- **Text**:

Centre for Psychiatry

Funding Body: East London NHS Foundation Trust
Project Investigator: Stefan Priebe

Overview

The importance of the therapeutic relationship between psychiatrists and patients has been well established and linked to better adherence and treatment outcomes.
The initial communication is an important aspect of this relationship and there is some evidence to suggest that the communication of the psychiatrist in the first encounter has an influence on how much patients trust the doctor [1].
In a previous study we found that patients preferred psychiatrists who introduced themselves with information about what will happen in the consultation compared to more brief introductions or personal disclosures from the psychiatrist. This raises the question about treatment expectations and how this should be presented to patients.

There is some literature which suggests that more optimistic doctors achieve better outcomes. It can be hypothesised from this that patients who are relatively new to psychiatric treatment may prefer psychiatrists who are more optimistic about treatment expectations.

- **Data under study**:
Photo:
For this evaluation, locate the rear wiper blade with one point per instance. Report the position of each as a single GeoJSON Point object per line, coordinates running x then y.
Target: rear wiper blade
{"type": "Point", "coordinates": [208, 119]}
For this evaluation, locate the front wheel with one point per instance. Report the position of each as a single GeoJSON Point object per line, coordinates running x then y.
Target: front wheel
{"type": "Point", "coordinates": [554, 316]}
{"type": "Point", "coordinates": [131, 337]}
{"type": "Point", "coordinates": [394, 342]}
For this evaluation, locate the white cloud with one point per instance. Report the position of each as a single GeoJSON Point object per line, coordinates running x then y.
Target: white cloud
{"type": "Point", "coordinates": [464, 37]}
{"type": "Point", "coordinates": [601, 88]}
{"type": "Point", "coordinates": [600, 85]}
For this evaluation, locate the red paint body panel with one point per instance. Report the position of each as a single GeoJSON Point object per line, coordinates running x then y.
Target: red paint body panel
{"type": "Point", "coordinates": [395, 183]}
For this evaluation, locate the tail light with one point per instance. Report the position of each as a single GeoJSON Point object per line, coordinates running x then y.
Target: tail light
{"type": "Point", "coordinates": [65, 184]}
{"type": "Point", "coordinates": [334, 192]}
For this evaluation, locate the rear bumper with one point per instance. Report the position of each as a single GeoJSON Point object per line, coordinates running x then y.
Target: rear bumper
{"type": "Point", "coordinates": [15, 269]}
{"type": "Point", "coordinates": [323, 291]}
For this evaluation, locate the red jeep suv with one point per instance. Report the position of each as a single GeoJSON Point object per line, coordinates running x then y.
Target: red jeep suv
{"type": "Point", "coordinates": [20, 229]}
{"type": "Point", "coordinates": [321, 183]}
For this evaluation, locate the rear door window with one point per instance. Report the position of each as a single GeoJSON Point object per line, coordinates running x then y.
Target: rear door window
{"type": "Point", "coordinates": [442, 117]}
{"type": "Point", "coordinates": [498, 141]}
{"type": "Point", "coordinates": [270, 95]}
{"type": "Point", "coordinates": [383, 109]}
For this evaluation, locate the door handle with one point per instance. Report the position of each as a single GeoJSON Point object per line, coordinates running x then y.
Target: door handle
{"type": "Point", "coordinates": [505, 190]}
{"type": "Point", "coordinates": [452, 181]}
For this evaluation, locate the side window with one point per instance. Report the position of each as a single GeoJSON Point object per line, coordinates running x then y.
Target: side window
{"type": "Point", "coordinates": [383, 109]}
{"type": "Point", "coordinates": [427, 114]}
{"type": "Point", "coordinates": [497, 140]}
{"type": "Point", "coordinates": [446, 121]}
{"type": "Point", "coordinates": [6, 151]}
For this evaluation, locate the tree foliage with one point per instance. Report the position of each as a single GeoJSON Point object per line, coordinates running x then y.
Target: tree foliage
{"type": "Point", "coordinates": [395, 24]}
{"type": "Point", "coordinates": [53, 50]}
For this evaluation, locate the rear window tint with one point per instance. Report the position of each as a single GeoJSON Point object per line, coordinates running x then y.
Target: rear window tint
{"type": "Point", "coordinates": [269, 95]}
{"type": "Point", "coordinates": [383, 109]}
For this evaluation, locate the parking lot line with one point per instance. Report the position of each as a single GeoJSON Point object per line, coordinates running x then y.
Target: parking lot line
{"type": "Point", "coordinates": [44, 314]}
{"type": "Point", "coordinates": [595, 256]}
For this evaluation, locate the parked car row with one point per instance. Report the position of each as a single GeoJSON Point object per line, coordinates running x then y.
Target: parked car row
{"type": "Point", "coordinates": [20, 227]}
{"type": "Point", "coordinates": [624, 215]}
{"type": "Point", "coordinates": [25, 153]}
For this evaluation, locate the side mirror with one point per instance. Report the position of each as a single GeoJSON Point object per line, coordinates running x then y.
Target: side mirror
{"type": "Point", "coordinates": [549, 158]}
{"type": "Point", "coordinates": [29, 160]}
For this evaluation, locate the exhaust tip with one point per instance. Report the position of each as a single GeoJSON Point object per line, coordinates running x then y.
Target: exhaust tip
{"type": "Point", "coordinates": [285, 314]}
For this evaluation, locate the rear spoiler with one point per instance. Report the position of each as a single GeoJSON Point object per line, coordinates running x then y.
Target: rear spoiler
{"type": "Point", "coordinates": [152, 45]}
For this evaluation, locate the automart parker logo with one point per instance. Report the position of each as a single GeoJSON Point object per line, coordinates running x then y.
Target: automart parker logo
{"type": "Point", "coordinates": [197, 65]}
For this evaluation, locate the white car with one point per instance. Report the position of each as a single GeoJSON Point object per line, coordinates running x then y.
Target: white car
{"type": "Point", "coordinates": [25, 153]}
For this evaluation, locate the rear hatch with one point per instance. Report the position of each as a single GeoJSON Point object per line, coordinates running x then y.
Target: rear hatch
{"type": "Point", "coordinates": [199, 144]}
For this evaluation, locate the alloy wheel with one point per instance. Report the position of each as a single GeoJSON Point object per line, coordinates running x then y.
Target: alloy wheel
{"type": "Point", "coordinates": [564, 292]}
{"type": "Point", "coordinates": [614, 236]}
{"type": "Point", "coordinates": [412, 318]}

- **Brief**:
Continue the overview of psychiatrist–patient communication from its last sentence. None of the items relate to the overview of psychiatrist–patient communication.

- **Your response**:
However, patients who have a longer history of psychiatric treatment may prefer more sceptical presentations about treatment outcomes.

The aim of the current study will be to explore whether patients prefer more optimistic or sceptical presentations of treatment expectations.

Activities & output

An experimental study has been designed to test this hypothesis and identify what type of treatment expectation patients prefer. Patients will be shown video clips of psychiatrists introducing different treatment options with varying degrees of optimism and asked to rate their preference for each.
The findings from this research will help us to better understand what type of communication style patients prefer which can help us to improve the communication of psychiatrists in these settings and therefore the experience of patients.